----- Article -----
Skip to main content

Canonical (anti)commutation relations from the path integral

I like the path integral. The question of whether the path integral or canonical quantization is "more fundamental" is purely ideological, and impossible to answer. On the one hand, canonical quantization is rigorously defined in a much wider setting than the path integral; on the other hand, canonical quantization introduces "order ambiguities" in quantizing certain operators, and requires renormalization to define operators like $\phi(0)^2,$ while both of these issues are automatically avoided in the path integral. These advantages make me, personally, a path integral devotee.

One big advantage of canonical quantization over the path integral, however, is that it automatically gives you the canonical (anti)commutation relations between field operators and their conjugate momenta; in fact, this is basically the definition of canonical quantization: it gives a prescription for defining canonical (anti)commutators in terms of a bracket on the phase space of the classical theory.
----- Items -----
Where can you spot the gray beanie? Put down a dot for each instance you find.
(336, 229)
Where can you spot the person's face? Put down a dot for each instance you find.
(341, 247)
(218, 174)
-----
Exercise requirements. Extend the write-up on canonical (anti)commutation relations from the path integral, picking up right after its final sentence.

Reply to the exercise.
If you want to study systems primarily using the path integral, however, then you should know how to derive canonical (anti)commutation relations from the path integral perspective. This short note explains how that calculation works for quantum mechanical systems with standard kinetic terms; similar considerations apply for quantum field theories, or to systems with nonstandard kinetic terms, and I think the basic quantum mechanical examples should suffice to explain the basic idea. The calculation has the flavor of a Ward identity calculation for the transformation where all fields are shifted by a constant — $\phi(x) \mapsto \phi(x) + c$ — except that this transformation is generally not a symmetry. We'll derive everything from scratch, though, without actually referencing Ward identities.

In section 1, I will derive canonical commutation relations for a single bosonic degree of freedom using the path integral.

In section 2, I will derive canonical anticommutation relations for $N$ fermionic degrees of freedom using the path integral.

Prerequisites: Path integral formulation of quantum mechanics. Section 2 requires some knowledge of Grassmann variables, but not much. Several times in this post I use the term "fields" to refer to the position function $x(t)$ in bosonic quantum mechanics, or the Grassmann-valued function $\psi(t)$ in fermionic quantum mechanics. This is because I tend to think of quantum mechanics as a one-dimensional QFT.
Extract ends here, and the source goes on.